Data listing:
^^^^^^^^
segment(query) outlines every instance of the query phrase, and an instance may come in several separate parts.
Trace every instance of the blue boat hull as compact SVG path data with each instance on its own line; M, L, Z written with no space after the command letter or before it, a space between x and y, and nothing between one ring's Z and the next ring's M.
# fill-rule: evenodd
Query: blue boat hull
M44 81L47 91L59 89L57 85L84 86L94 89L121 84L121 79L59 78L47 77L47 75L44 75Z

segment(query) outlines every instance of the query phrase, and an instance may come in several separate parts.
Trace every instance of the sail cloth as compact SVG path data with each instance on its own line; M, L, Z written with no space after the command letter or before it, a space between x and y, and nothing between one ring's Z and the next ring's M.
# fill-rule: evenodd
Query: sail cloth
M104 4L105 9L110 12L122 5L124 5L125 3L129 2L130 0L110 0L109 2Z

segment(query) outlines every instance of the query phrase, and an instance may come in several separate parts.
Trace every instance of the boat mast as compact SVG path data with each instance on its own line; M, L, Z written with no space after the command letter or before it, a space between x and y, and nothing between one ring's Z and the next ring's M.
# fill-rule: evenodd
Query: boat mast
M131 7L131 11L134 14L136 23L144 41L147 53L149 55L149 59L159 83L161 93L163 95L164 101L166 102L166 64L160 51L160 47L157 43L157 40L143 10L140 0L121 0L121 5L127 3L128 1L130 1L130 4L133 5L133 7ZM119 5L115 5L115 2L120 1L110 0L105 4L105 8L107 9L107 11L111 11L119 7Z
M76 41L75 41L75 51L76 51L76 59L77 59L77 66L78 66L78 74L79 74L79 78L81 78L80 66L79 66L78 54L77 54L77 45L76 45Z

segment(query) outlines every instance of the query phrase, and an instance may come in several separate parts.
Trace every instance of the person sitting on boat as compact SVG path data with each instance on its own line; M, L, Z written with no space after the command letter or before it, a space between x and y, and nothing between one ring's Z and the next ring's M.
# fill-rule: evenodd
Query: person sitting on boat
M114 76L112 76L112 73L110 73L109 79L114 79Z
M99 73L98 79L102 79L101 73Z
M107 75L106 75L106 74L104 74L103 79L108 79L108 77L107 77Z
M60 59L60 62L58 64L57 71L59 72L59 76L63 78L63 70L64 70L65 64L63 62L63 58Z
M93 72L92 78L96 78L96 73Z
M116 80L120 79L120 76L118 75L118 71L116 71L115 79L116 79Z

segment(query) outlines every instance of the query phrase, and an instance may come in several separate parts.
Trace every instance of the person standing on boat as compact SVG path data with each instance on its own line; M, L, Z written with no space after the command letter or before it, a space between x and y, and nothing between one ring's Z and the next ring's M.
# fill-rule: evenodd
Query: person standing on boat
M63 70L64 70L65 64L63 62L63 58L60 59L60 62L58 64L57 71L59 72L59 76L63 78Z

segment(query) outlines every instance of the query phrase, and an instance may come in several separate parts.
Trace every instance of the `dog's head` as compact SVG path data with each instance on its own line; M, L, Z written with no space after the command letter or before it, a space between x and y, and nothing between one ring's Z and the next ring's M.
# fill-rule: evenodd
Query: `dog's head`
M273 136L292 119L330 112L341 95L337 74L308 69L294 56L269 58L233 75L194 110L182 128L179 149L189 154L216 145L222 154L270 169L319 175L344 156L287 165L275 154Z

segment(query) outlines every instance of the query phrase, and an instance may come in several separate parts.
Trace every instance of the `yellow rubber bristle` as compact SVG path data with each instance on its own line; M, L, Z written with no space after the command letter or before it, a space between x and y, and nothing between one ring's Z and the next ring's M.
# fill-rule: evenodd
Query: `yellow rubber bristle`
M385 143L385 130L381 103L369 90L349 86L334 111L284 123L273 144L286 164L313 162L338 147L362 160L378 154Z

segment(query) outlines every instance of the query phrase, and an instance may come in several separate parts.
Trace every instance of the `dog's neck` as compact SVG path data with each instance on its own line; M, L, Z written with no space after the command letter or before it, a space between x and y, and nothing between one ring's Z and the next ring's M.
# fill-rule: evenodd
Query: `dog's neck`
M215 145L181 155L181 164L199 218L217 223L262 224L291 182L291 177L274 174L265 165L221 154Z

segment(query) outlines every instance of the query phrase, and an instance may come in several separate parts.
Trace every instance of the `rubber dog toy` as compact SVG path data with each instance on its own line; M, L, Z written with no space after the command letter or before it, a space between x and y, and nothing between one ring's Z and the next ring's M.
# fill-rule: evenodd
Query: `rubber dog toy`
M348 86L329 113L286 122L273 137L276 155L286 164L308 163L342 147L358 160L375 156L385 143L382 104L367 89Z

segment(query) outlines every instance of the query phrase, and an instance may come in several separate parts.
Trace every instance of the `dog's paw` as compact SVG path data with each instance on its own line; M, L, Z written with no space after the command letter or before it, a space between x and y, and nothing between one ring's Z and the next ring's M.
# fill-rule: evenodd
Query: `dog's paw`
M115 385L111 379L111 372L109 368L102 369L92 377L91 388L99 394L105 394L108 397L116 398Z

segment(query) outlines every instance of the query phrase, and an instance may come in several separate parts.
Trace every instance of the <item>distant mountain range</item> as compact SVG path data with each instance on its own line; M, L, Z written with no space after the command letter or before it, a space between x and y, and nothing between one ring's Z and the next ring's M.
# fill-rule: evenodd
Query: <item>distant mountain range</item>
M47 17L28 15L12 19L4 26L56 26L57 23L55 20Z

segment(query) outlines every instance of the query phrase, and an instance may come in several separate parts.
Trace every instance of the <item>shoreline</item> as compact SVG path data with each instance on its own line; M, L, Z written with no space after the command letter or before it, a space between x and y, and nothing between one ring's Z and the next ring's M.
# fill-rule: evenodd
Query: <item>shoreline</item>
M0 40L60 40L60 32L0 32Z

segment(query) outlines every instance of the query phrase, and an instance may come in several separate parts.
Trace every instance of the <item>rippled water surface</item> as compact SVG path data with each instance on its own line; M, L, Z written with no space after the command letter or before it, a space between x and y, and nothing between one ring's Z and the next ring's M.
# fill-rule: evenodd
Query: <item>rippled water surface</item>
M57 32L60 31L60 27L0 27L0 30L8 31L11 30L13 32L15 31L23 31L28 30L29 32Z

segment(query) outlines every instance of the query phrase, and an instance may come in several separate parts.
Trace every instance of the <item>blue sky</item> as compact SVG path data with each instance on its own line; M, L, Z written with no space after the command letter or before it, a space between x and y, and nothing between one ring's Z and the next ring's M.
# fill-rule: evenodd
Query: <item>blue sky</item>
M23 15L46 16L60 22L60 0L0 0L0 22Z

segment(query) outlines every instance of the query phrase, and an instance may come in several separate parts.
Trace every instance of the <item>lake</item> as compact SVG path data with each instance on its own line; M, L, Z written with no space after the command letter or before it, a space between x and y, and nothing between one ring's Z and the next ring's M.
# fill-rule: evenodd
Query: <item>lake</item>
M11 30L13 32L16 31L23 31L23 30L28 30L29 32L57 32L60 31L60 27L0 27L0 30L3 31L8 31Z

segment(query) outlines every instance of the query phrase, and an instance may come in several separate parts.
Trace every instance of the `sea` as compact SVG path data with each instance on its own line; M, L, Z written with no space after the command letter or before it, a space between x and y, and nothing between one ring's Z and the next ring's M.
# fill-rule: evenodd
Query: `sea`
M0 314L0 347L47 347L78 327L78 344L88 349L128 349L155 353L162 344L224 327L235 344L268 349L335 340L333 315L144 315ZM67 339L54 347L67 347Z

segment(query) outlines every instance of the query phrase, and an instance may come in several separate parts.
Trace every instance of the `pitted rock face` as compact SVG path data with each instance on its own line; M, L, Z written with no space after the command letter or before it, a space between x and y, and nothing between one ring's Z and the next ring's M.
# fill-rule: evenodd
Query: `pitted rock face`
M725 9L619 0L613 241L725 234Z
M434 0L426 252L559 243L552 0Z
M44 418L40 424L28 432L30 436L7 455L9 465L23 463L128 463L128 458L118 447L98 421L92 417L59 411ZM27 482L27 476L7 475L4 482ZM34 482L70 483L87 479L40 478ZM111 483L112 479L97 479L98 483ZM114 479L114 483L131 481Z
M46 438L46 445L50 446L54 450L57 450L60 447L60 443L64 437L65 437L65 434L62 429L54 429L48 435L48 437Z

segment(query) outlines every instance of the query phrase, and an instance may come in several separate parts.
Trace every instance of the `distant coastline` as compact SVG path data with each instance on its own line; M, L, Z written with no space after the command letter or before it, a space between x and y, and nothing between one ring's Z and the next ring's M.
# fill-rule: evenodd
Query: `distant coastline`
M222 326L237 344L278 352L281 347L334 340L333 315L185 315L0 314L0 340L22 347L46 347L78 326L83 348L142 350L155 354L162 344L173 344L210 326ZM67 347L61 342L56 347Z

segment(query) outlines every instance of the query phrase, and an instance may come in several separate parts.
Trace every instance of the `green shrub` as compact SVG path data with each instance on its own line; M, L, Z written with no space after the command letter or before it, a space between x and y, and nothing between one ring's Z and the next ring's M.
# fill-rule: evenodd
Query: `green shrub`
^^^^^^^^
Your objective -> Copy the entries from the first line through the line containing "M44 81L47 91L59", renaming "blue boat hull" to "red boat hull" and leaving everything else unchanged. Give only those lines.

Exercise answer ->
segment(query) outlines every instance of the query phrase, and an instance may come in several separate parts.
Trace every instance of the red boat hull as compact SVG path data with each instance on its own line; M, L, Z written with no space after the command letter or before it, a space between x and y, and nothing between one ring's Z and the next ring's M.
# fill-rule: evenodd
Query: red boat hull
M44 81L47 91L59 89L57 85L84 86L94 89L121 84L121 79L59 78L47 77L47 75L44 75Z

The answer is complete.